═════ PROVIDED DATA ═════

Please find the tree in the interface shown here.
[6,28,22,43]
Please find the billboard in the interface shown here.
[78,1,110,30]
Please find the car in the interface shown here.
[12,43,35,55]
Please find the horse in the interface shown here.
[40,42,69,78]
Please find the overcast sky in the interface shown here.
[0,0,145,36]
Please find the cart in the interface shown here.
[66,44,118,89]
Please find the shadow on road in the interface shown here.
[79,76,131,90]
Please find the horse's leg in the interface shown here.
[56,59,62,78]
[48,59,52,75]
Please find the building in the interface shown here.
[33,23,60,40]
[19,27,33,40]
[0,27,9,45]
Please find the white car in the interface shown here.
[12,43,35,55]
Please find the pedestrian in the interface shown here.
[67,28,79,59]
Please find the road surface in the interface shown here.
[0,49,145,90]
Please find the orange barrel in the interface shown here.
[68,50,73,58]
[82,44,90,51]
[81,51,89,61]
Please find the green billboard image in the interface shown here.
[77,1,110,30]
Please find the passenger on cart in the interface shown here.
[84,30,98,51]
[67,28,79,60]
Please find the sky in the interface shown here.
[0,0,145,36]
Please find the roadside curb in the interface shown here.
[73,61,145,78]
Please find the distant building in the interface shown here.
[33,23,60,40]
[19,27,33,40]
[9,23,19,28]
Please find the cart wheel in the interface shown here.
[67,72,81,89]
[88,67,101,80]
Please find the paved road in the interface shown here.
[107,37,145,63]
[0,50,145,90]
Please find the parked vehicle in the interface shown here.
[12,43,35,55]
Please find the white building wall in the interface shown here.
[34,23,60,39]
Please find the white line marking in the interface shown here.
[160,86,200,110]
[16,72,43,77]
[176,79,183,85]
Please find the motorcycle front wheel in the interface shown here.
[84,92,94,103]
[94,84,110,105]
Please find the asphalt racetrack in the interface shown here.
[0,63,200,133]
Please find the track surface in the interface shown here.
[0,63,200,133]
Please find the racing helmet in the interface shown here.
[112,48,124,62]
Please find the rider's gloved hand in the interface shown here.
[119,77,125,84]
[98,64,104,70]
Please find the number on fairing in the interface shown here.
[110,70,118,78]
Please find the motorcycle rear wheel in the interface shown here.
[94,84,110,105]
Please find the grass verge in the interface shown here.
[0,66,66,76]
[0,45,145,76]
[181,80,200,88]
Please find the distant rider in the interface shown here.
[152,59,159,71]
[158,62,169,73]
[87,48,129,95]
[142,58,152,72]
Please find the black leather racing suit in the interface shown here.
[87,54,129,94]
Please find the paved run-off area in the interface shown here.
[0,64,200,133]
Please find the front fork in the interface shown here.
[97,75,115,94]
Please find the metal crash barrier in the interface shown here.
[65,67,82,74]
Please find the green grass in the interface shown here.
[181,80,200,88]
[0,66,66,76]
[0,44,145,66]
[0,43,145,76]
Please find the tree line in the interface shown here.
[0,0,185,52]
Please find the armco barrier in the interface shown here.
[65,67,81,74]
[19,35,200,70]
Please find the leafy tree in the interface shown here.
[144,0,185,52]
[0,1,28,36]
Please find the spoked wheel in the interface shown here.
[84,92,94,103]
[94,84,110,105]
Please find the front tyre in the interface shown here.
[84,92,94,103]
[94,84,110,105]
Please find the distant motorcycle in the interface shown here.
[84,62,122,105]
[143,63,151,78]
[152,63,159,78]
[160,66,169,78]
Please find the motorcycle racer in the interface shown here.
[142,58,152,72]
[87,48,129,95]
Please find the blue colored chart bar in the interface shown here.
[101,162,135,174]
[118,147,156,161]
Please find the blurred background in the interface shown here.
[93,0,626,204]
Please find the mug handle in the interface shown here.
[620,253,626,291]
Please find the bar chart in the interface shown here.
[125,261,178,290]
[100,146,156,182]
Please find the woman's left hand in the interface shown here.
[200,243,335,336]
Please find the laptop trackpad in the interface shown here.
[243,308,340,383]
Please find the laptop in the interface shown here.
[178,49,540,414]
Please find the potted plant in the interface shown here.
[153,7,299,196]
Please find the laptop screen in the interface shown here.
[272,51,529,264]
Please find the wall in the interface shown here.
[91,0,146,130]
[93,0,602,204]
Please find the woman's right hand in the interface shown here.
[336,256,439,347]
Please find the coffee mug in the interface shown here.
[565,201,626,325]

═════

• [TASK INSTRUCTIONS] Repeat the lines above word for word.

• [TASK SOLUTION]
Please find the tree in the interface shown here.
[6,28,22,43]
Please find the billboard in the interface shown here.
[78,1,110,30]
Please find the car in the interface shown here.
[12,43,35,55]
Please find the horse in the interface shown here.
[40,42,69,78]
Please find the overcast sky in the interface shown here.
[0,0,145,36]
Please find the cart in the interface shown here.
[66,44,118,89]
Please find the shadow on road in the interface shown here.
[79,76,131,90]
Please find the horse's leg in the interface shown here.
[56,59,62,78]
[48,59,52,75]
Please find the building in the interface shown here.
[33,23,60,40]
[19,27,33,40]
[0,27,9,45]
Please find the white car in the interface shown here.
[12,43,35,55]
Please find the pedestrian in the interface shown here.
[67,28,79,59]
Please find the road surface in the interface shown here.
[0,49,145,90]
Please find the orange barrel in the interface shown here.
[68,50,73,58]
[82,44,90,51]
[81,51,89,61]
Please find the green billboard image in the interface shown here.
[77,1,110,30]
Please find the passenger on cart in the interface shown here.
[84,30,98,51]
[67,28,79,60]
Please find the sky in the interface shown here.
[0,0,145,36]
Please find the roadside curb in the interface shown here.
[73,61,145,78]
Please find the distant building in the interface shown here.
[33,23,60,40]
[19,27,33,40]
[9,23,19,28]
Please find the cart wheel in the interface shown here.
[67,72,81,89]
[88,67,101,80]
Please find the paved road in the interface shown here.
[107,37,145,63]
[0,50,145,90]
Please find the parked vehicle in the interface shown here.
[12,43,35,55]
Please find the white building wall in the interface shown here.
[34,23,60,39]
Please find the white line marking in the interface shown here.
[160,86,200,110]
[16,72,43,77]
[176,79,183,85]
Please find the motorcycle front wheel in the interface shown here.
[84,92,94,103]
[94,84,110,105]
Please find the asphalt racetrack in the interface shown here.
[0,63,200,133]
Please find the track surface in the interface shown here.
[0,63,200,133]
Please find the racing helmet in the interface shown here.
[112,48,124,62]
Please find the rider's gloved hand in the interface shown here.
[119,77,125,84]
[98,64,104,70]
Please find the number on fairing in the interface shown here.
[110,70,118,78]
Please find the motorcycle rear wheel in the interface shown here.
[94,84,110,105]
Please find the grass verge in the interface shown here.
[0,66,66,76]
[0,45,145,76]
[181,80,200,88]
Please find the distant rider in the interface shown here.
[152,59,159,71]
[158,62,169,73]
[87,48,129,95]
[142,58,152,72]
Please find the black leather racing suit in the interface shown here.
[87,54,129,94]
Please find the paved run-off area in the interface shown here.
[0,64,200,133]
Please find the front fork in the interface shown here.
[97,75,115,94]
Please find the metal crash barrier in the interface shown here.
[65,67,82,74]
Please find the green grass in the interface shown here.
[181,80,200,88]
[0,66,66,76]
[0,44,145,66]
[0,43,145,76]
Please find the tree line in the interface shown here.
[0,0,185,52]
Please find the armco barrier in the interface shown here.
[65,67,81,74]
[19,35,200,70]
Please find the leafy tree in the interface shown here.
[144,0,185,52]
[0,1,28,36]
Please find the spoked wheel in the interface shown here.
[84,92,94,103]
[94,84,110,105]
Please find the front tyre in the interface shown here.
[84,92,94,103]
[94,84,110,105]
Please find the distant motorcycle in the interface shown here.
[84,62,122,105]
[143,63,151,78]
[152,63,159,78]
[160,66,169,78]
Please find the motorcycle racer in the interface shown here.
[142,58,152,72]
[87,48,129,95]
Please find the blue colored chart bar in the interface shown here.
[101,162,135,174]
[118,147,156,161]
Please find the blurred background in the interface shown here.
[93,0,626,204]
Please find the mug handle in the interface shown here.
[620,253,626,291]
Please find the bar chart in the interface shown here.
[125,261,178,290]
[100,146,156,182]
Please find the woman's left hand in the interface shown here.
[200,243,335,336]
Please find the laptop trackpad in the interface shown here.
[243,308,340,383]
Please find the laptop in the interface shown here.
[178,49,540,414]
Please find the potted plant in the interface shown here.
[153,7,299,196]
Please find the laptop screen in the interface shown here.
[272,51,529,264]
Please find the wall in the interface shown here.
[91,0,146,130]
[93,0,602,204]
Please find the woman's right hand in the interface shown here.
[336,256,439,347]
Please find the coffee mug in the interface shown here.
[565,201,626,325]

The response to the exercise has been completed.